== Segment start ==
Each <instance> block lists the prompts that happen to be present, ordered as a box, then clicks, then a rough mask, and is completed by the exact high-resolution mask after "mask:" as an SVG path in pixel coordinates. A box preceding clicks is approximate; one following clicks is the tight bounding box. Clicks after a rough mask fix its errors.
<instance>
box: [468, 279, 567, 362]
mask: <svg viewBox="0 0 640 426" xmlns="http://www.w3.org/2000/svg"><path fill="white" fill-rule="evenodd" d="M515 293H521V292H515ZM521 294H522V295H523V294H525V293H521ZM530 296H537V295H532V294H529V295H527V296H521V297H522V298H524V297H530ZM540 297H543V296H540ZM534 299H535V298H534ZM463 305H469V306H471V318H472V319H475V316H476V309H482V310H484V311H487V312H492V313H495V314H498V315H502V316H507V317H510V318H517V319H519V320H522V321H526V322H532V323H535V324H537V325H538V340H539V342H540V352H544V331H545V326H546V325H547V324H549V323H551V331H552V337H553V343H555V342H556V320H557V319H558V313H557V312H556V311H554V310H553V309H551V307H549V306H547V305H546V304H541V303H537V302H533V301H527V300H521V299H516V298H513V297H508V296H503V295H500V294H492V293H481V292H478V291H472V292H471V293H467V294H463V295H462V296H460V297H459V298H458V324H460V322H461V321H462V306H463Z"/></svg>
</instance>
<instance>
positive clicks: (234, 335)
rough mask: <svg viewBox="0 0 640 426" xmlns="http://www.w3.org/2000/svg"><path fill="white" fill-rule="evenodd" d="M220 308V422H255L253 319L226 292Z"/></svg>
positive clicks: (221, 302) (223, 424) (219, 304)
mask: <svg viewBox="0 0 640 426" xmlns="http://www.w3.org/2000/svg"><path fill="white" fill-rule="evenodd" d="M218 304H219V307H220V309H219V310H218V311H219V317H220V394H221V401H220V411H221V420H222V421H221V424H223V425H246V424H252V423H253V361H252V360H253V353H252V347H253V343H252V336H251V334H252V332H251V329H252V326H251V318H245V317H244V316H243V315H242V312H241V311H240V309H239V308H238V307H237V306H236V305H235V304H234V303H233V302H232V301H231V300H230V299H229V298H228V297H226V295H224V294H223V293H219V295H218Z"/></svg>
== Segment end ==
:: ACTIVITY ::
Copy out all of the records verbatim.

:: REPLY ::
Each <instance> block lists the prompts that happen to be present, ordered as a box, then clicks, then a rough mask, and is completed by the exact high-resolution mask after "mask:" as an SVG path in pixel coordinates. A box preceding clicks is approximate; one following clicks is the tight bounding box. Clicks after a rough mask fix its errors.
<instance>
box: [468, 279, 567, 362]
mask: <svg viewBox="0 0 640 426" xmlns="http://www.w3.org/2000/svg"><path fill="white" fill-rule="evenodd" d="M515 293H521V292H515ZM521 294H522V295H523V294H525V293H521ZM530 296H537V295H532V294H529V295H527V296H521V297H522V298H524V297H530ZM540 297H543V296H540ZM534 299H535V298H534ZM463 305H469V306H471V318H472V319H475V316H476V309H482V310H484V311H487V312H492V313H495V314H498V315H502V316H507V317H510V318H517V319H519V320H522V321H526V322H532V323H535V324H537V325H538V340H539V342H540V352H544V331H545V326H546V325H547V324H549V323H551V331H552V337H553V343H555V342H556V320H557V319H558V313H557V312H556V311H554V310H553V309H551V307H549V306H547V305H546V304H541V303H537V302H533V301H527V300H521V299H516V298H513V297H508V296H503V295H500V294H492V293H481V292H478V291H472V292H471V293H467V294H463V295H462V296H460V297H459V298H458V324H460V322H461V321H462V306H463Z"/></svg>
</instance>
<instance>
positive clicks: (234, 335)
rough mask: <svg viewBox="0 0 640 426" xmlns="http://www.w3.org/2000/svg"><path fill="white" fill-rule="evenodd" d="M220 308V422H255L253 319L226 292Z"/></svg>
positive clicks: (221, 302) (223, 424) (219, 304)
mask: <svg viewBox="0 0 640 426" xmlns="http://www.w3.org/2000/svg"><path fill="white" fill-rule="evenodd" d="M218 304H219V307H220V309H219V310H218V311H219V317H220V394H221V401H220V411H221V420H222V421H221V424H223V425H246V424H252V423H253V361H252V360H253V353H252V347H253V343H252V336H251V334H252V332H251V329H252V326H251V318H245V317H244V316H243V315H242V312H241V311H240V309H239V308H238V307H237V306H236V305H235V304H234V303H233V302H232V301H231V300H230V299H229V298H228V297H226V295H224V294H223V293H219V295H218Z"/></svg>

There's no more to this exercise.